# What is needed:
Continue the passage below about the novel After the Winter, picking up after its last sentence.

# Text for analysis:
<<<<

The novel took Nettel ten years to write. During that time, Nettel took breaks to write and publish two additional books: the novel El cuerpo en que nací (2011) and the short story collection Natural Histories (2013). Nettel said that developing the narrative voices of the two protagonists, with their own tone and characteristics, was one of the aspects that took the longest, in particular, differentiating Cecilia's voice from her own.

To create various characteristics of Claudio's personality, such as his arrogance and misogyny, Nettel was inspired by Arthur Schopenhauer's aphorisms about love and women. Her intention with Claudio was to create a character who "ridiculed" himself without noticing. For the character of Cecilia, on the other hand, it was based on Nettel's own experiences, such as the years she lived in Paris and the loneliness she experienced at that time, as well as her fascination with cemeteries and the loss of a loved one due to pulmonary arterial hypertension. Nettel also used her own personal diaries from her time in Paris.

The novel is told in a first-person narrative and alternates narrators in each chapter between Claudio and Cecilia.

== Reception ==
After the Winter won the 2014 edition of the Premio Herralde de Novela, out of 1,462 participating works. It was submitted by Nettel to the contest under the title "Spleen" and the pseudonym "B. Parker". Carlos Zanón, of the Spanish newspaper El País, praised the novel, especially the depth of the characters, and asserted that it cemented Nettel's position as "a new sensation of Latin American letters." These characteristics were also highlighted by El Periódico de Catalunya, who described the book as "a tragically gentle, choral and kaleidoscopic novel that seeks to give a resolution to the insoluble tragedy of living in the form of an antidote against the omnipresence of nothingness." Nadal Suau, of El Cultural, criticized the novel, stating that it was "overrun with clichés" and that the characters were not convincing enough.

>>>>

# Dataset records:
<<<<

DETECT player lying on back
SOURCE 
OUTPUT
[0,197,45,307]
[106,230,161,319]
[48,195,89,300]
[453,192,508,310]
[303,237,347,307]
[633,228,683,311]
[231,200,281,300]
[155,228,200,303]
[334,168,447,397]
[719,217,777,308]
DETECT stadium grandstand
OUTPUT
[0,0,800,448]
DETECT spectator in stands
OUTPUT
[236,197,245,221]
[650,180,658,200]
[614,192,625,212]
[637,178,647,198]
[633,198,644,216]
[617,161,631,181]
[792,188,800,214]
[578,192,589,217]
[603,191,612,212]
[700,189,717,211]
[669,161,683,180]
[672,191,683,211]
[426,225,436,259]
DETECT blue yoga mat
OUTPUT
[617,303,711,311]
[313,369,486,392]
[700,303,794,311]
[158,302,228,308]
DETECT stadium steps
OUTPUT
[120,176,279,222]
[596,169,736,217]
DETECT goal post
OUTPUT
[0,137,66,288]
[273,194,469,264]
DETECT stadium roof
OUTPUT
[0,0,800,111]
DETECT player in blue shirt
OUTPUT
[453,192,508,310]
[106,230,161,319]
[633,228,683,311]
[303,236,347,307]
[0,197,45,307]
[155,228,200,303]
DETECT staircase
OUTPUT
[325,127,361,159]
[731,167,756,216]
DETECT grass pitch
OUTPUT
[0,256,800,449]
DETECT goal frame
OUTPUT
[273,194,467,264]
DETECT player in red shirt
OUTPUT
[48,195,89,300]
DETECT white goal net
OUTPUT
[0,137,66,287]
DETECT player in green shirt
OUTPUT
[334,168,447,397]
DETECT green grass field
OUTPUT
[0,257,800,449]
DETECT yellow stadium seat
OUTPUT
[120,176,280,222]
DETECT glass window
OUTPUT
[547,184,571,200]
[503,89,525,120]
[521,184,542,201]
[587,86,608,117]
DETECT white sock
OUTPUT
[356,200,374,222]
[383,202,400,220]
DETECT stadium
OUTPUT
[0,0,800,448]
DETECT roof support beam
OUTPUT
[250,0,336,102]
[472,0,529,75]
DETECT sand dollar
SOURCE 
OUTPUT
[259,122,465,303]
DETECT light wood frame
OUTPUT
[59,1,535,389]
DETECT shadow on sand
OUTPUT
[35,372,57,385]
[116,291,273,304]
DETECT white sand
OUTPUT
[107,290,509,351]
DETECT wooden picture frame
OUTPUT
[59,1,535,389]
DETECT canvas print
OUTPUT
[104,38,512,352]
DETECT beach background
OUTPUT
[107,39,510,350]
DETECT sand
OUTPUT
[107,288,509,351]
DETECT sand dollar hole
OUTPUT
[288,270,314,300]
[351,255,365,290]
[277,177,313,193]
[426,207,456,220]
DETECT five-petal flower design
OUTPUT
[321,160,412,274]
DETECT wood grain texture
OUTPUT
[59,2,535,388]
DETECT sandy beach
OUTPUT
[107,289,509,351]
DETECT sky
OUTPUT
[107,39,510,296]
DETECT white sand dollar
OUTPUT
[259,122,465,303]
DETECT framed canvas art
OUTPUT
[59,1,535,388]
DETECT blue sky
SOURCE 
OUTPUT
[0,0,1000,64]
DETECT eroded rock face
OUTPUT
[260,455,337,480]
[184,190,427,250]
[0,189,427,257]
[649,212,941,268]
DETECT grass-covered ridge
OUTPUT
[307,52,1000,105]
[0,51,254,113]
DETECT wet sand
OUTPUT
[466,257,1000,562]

>>>>

# Output for this exercise:
The English edition of the novel was also mostly well-received. The review by Kirkus Reviews called it "a compassionately written portrait of urban loneliness and the human impulse to belong", while Publishers Weekly described it as a "sharp, potent novel depicts how even the briefest relationship can affect the rest of a life." Callum Angus, writing for the Los Angeles Review of Books, particularly highlighted the way Nettel explored death, loss, and the effects of suffering on the protagonists' physical health. The author's psychological development of the characters was called "impressive" by Ruth McKee in her review for The Irish Times, although she referred to the language as "missing its heart."

In a more negative review for the literary magazine Cleaver, Robert Sorrell criticized Nettel's portrayal of the protagonists' mental health and claimed that in the first half of the book they had the impression of being "cartoon characters" due to their "exaggerated" behaviors.